**Task goal:** Write each line out again exactly as written.

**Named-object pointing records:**

════════════════════

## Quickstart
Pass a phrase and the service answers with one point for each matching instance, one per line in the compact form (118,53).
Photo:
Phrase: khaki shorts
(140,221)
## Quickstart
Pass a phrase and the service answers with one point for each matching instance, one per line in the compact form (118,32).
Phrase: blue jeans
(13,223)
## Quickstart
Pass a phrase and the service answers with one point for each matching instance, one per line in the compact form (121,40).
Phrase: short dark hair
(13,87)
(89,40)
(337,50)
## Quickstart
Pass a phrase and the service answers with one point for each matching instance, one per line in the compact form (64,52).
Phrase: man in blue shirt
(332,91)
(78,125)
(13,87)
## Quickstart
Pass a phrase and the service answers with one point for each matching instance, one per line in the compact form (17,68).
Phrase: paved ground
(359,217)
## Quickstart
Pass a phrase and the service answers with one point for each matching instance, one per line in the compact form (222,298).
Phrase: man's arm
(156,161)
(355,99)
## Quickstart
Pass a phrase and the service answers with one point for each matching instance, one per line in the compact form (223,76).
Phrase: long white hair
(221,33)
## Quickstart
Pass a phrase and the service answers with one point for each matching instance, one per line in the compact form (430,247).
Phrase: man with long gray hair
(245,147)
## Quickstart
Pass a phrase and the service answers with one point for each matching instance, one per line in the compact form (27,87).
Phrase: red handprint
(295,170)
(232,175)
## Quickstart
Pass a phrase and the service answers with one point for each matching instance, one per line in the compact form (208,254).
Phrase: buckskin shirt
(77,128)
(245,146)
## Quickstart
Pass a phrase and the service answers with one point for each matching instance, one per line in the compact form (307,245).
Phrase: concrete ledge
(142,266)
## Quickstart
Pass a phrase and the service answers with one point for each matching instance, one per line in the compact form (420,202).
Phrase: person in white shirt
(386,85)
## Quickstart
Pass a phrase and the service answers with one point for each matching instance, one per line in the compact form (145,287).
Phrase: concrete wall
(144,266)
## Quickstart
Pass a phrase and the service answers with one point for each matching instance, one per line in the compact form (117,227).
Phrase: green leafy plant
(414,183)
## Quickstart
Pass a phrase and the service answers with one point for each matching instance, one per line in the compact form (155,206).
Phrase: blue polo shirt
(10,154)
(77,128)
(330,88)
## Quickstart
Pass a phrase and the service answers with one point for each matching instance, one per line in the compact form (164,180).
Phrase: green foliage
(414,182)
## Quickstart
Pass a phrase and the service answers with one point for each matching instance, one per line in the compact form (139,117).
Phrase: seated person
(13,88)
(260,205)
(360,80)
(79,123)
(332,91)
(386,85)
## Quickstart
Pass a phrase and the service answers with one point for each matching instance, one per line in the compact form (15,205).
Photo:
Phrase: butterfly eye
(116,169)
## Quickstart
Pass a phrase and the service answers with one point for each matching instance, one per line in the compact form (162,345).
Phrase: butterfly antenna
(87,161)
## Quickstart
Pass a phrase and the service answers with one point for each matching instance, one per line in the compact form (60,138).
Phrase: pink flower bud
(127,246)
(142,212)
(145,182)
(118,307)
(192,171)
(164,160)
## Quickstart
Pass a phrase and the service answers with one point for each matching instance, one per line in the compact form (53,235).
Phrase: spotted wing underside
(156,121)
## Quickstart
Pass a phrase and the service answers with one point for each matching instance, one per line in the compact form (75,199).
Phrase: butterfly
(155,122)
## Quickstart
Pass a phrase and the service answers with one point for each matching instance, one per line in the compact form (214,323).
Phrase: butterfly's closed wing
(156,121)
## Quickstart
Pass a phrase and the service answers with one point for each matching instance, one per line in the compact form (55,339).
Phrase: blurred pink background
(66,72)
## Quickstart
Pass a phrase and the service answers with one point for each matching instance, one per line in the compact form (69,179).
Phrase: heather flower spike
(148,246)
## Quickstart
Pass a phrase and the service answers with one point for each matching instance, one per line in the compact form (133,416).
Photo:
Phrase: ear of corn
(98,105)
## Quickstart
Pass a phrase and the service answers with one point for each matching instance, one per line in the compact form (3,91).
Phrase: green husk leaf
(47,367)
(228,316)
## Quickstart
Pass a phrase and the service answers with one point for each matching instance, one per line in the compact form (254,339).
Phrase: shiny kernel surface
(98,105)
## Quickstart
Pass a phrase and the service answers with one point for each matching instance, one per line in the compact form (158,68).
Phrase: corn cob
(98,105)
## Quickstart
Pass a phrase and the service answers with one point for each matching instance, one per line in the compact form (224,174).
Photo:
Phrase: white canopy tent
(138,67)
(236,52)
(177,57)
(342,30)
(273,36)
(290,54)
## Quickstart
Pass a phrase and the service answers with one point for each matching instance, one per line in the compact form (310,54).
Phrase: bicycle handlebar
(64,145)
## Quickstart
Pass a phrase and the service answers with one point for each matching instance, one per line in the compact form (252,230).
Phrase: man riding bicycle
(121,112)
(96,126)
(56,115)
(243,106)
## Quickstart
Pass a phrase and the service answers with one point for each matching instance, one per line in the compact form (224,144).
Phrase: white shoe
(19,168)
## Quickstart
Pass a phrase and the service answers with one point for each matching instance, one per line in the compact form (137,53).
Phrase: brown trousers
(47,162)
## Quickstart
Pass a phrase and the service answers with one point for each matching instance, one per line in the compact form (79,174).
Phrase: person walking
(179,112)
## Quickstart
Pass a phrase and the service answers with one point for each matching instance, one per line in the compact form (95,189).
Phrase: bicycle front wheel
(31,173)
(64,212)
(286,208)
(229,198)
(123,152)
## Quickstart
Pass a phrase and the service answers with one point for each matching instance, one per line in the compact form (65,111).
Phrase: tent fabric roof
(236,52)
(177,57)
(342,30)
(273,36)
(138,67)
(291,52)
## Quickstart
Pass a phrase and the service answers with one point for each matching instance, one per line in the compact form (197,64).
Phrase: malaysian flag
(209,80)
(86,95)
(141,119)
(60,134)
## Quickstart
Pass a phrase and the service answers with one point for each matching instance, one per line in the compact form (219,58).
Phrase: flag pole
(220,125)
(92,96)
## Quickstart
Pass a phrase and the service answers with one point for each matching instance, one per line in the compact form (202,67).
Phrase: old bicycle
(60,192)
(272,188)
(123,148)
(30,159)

════════════════════

**Complete output:**
## Quickstart
Pass a phrase and the service answers with one point for each matching instance, one per line in the compact form (118,53).
Photo:
Phrase: khaki shorts
(140,221)
## Quickstart
Pass a phrase and the service answers with one point for each matching instance, one per line in the compact form (118,32).
Phrase: blue jeans
(13,223)
## Quickstart
Pass a phrase and the service answers with one point for each matching instance, one per line in the compact form (121,40).
Phrase: short dark hair
(13,87)
(89,40)
(337,50)
## Quickstart
Pass a phrase and the service answers with one point for each matching instance, one per line in the compact form (64,52).
Phrase: man in blue shirt
(332,91)
(78,125)
(13,87)
## Quickstart
Pass a phrase and the service answers with one point for each matching instance, one per line in the compact form (17,68).
Phrase: paved ground
(359,217)
## Quickstart
Pass a phrase and the service answers with one point for each matching instance, one per line in the compact form (222,298).
Phrase: man's arm
(156,161)
(355,99)
## Quickstart
Pass a phrase and the service answers with one point for each matching instance, one per line in the compact form (223,76).
Phrase: long white hair
(221,33)
## Quickstart
Pass a phrase and the service answers with one point for each matching instance, one per line in the compact form (430,247).
Phrase: man with long gray hair
(245,147)
## Quickstart
Pass a phrase and the service answers with one point for each matching instance, one per line in the compact form (27,87).
Phrase: red handprint
(295,170)
(232,175)
## Quickstart
Pass a phrase and the service answers with one point for each matching instance, one per line in the compact form (208,254).
Phrase: buckskin shirt
(77,128)
(245,146)
## Quickstart
Pass a phrase and the service answers with one point for each matching instance, one per line in the compact form (307,245).
Phrase: concrete ledge
(142,266)
## Quickstart
Pass a phrase and the service answers with one point for each matching instance, one per line in the compact form (420,202).
Phrase: person in white shirt
(386,85)
## Quickstart
Pass a phrase and the service answers with one point for each matching instance, one per line in the compact form (145,287).
Phrase: concrete wall
(144,266)
## Quickstart
Pass a phrase and the service answers with one point for each matching instance, one per line in the compact form (117,227).
Phrase: green leafy plant
(414,183)
## Quickstart
Pass a phrase and the service answers with one point for each matching instance, one per line in the compact form (155,206).
Phrase: blue polo shirt
(10,154)
(77,128)
(330,88)
## Quickstart
Pass a phrase and the service answers with one point for each matching instance, one per line in the compact form (164,180).
Phrase: green foliage
(414,182)
## Quickstart
Pass a phrase and the service answers with one point for each matching instance, one per line in the compact form (139,117).
Phrase: seated person
(13,88)
(260,205)
(360,80)
(79,123)
(332,91)
(386,85)
## Quickstart
Pass a phrase and the service answers with one point for each matching instance, one per line in the compact form (15,205).
Photo:
Phrase: butterfly eye
(116,169)
## Quickstart
Pass a phrase and the service answers with one point for each matching instance, one per line in the compact form (162,345).
Phrase: butterfly antenna
(87,161)
## Quickstart
Pass a phrase and the service answers with one point for each matching instance, one per line in the compact form (60,138).
Phrase: pink flower bud
(127,246)
(142,212)
(145,182)
(118,307)
(192,171)
(164,160)
## Quickstart
Pass a phrase and the service answers with one point for each matching instance, one per line in the compact form (53,235).
Phrase: spotted wing underside
(156,121)
## Quickstart
Pass a phrase and the service answers with one point for each matching instance, one per line in the compact form (75,199).
Phrase: butterfly
(155,122)
## Quickstart
Pass a phrase and the service answers with one point for each matching instance, one per line in the compact form (214,323).
Phrase: butterfly's closed wing
(156,121)
## Quickstart
Pass a phrase and the service answers with one point for each matching instance, one per line in the compact form (55,339).
Phrase: blurred pink background
(66,72)
## Quickstart
Pass a phrase and the service answers with one point for each matching instance, one per line in the compact form (69,179).
Phrase: heather flower spike
(148,246)
## Quickstart
Pass a phrase and the service answers with one point for each matching instance, one per line in the compact form (133,416).
Photo:
Phrase: ear of corn
(98,105)
## Quickstart
Pass a phrase and the service answers with one point for each matching instance, one per line in the compact form (3,91).
Phrase: green husk leaf
(47,367)
(228,316)
## Quickstart
Pass a phrase and the service answers with one point for each matching instance, one per line in the compact form (254,339).
Phrase: shiny kernel surface
(98,105)
## Quickstart
Pass a phrase and the service answers with one point for each matching instance, one per line in the compact form (158,68).
Phrase: corn cob
(98,105)
## Quickstart
Pass a phrase and the service answers with one point for each matching instance, one per line in the compact form (224,174).
Photo:
Phrase: white canopy tent
(138,67)
(236,52)
(177,57)
(342,30)
(273,36)
(290,54)
## Quickstart
Pass a phrase and the service answers with one point for each matching instance, one per line in the compact form (310,54).
Phrase: bicycle handlebar
(64,145)
## Quickstart
Pass a phrase and the service answers with one point for each matching instance, one per line in the compact form (252,230).
Phrase: man riding bicycle
(121,112)
(96,126)
(56,115)
(243,106)
## Quickstart
Pass a phrase and the service answers with one point for each matching instance, one per line in the compact form (224,144).
Phrase: white shoe
(19,168)
## Quickstart
Pass a phrase and the service answers with one point for each matching instance, one per line in the compact form (137,53).
Phrase: brown trousers
(47,162)
## Quickstart
Pass a phrase and the service answers with one point for each matching instance, one per line in the compact form (79,174).
Phrase: person walking
(179,112)
## Quickstart
Pass a phrase and the service answers with one point for each matching instance, one per line in the compact form (95,189).
Phrase: bicycle front wheel
(31,173)
(64,212)
(286,208)
(229,198)
(123,152)
## Quickstart
Pass a phrase and the service answers with one point for each matching instance, one per line in the compact form (65,111).
Phrase: tent fabric roof
(236,52)
(177,57)
(342,30)
(273,36)
(138,67)
(291,52)
## Quickstart
Pass a phrase and the service answers with one point for each matching instance, one per line in the compact form (197,64).
Phrase: malaysian flag
(209,80)
(86,95)
(141,119)
(60,134)
## Quickstart
Pass a phrase and the service answers with one point for each matching instance, one per line in the compact form (219,58).
Phrase: flag pole
(220,125)
(92,96)
## Quickstart
Pass a phrase and the service answers with one point for each matching instance, one per line in the compact form (202,67).
Phrase: old bicycle
(60,192)
(272,188)
(123,148)
(30,159)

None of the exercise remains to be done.